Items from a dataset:
-- Opening Marker --
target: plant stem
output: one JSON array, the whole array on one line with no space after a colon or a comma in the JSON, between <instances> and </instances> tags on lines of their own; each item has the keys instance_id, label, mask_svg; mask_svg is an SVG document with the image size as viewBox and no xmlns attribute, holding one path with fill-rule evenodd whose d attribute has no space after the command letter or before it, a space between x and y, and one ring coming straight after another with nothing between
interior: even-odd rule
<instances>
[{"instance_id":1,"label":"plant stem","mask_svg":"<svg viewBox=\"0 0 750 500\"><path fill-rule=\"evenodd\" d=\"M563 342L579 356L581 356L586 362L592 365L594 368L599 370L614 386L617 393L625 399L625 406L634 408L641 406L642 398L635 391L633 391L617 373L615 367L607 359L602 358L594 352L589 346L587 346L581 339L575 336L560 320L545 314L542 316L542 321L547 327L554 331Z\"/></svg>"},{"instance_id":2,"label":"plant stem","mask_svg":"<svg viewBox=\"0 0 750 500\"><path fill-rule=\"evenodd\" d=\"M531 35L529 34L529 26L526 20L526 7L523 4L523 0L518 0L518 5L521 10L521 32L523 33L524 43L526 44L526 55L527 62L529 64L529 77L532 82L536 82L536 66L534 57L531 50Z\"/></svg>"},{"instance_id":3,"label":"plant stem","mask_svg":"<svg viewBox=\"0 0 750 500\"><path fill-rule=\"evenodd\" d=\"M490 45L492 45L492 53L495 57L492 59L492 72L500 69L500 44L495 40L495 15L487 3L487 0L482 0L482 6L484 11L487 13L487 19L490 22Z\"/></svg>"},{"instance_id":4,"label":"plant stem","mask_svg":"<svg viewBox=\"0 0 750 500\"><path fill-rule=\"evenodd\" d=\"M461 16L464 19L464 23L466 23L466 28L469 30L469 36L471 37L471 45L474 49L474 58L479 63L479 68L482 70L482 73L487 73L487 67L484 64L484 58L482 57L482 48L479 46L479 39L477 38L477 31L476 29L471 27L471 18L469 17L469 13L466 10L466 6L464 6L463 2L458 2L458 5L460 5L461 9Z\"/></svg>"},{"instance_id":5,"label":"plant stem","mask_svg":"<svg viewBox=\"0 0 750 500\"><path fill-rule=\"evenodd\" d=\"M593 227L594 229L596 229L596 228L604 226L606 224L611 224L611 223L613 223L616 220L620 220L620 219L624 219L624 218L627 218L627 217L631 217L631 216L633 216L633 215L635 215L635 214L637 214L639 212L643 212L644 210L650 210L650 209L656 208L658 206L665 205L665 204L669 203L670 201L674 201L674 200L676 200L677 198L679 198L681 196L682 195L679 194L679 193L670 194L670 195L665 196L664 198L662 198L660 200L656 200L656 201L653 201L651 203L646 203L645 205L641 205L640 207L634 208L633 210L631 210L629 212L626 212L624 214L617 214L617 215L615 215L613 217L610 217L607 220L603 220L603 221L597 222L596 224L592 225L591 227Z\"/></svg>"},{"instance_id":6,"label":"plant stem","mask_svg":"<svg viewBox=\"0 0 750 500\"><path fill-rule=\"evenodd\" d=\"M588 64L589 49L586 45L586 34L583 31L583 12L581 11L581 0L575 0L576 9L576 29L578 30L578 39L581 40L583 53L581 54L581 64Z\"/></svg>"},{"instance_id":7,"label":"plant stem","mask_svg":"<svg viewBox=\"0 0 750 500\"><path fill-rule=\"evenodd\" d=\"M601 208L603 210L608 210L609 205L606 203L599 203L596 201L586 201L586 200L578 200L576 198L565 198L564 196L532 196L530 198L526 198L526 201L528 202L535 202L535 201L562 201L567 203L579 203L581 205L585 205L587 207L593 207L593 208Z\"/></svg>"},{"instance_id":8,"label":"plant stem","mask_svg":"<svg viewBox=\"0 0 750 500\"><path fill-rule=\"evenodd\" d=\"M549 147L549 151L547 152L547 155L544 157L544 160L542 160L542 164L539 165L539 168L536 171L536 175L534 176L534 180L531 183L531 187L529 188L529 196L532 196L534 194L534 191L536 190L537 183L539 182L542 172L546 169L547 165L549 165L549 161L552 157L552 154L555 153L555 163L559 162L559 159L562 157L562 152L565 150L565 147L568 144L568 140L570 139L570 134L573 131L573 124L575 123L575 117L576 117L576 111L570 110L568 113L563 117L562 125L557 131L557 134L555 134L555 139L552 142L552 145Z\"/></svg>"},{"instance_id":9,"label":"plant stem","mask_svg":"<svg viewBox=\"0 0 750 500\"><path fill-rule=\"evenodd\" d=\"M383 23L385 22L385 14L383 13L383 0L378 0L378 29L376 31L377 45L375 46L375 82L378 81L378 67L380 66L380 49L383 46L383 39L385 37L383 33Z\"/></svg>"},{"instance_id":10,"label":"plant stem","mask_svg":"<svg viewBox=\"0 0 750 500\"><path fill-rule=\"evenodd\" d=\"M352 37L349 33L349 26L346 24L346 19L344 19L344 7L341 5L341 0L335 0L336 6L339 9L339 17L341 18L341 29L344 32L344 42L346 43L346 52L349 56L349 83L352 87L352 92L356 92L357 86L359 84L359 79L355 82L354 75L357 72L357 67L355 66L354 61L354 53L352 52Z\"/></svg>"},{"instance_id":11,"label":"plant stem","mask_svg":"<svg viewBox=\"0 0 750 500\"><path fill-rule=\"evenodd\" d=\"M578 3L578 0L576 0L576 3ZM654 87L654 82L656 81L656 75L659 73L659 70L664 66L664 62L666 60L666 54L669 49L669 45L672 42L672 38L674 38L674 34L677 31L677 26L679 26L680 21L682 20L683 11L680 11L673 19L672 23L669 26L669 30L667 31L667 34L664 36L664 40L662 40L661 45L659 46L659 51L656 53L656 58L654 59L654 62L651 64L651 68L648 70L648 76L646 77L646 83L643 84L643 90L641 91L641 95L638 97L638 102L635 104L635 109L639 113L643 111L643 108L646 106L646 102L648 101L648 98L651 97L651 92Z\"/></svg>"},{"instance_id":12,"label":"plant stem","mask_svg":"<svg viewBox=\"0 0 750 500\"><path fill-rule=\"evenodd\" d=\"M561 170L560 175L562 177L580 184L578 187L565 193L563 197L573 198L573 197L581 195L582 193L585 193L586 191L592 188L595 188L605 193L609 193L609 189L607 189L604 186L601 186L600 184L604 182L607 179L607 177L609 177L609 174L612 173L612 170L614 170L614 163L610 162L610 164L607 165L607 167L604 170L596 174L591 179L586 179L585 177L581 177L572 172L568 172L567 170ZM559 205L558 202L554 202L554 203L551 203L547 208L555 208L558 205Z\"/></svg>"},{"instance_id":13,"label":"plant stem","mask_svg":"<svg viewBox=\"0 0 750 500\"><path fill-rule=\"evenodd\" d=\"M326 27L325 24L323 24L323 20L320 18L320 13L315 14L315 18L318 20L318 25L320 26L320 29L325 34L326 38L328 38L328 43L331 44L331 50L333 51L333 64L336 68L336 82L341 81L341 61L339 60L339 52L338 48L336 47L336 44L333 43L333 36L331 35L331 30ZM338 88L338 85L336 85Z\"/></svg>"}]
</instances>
-- Closing Marker --
§ Task objective
The word to find is "instances". Copy every line of the data that holds it.

§ Answer area
output: one JSON array, the whole array on one line with no space after a colon or a comma in the JSON, between <instances> and </instances> tags on lines of their own; each item has the keys instance_id, label, mask_svg; mask_svg is an SVG document with the image size as viewBox and no xmlns attribute, holding one path with fill-rule evenodd whose d attribute has no space after the command letter or before it, a space between x and y, and one ring coming straight after another with nothing between
<instances>
</instances>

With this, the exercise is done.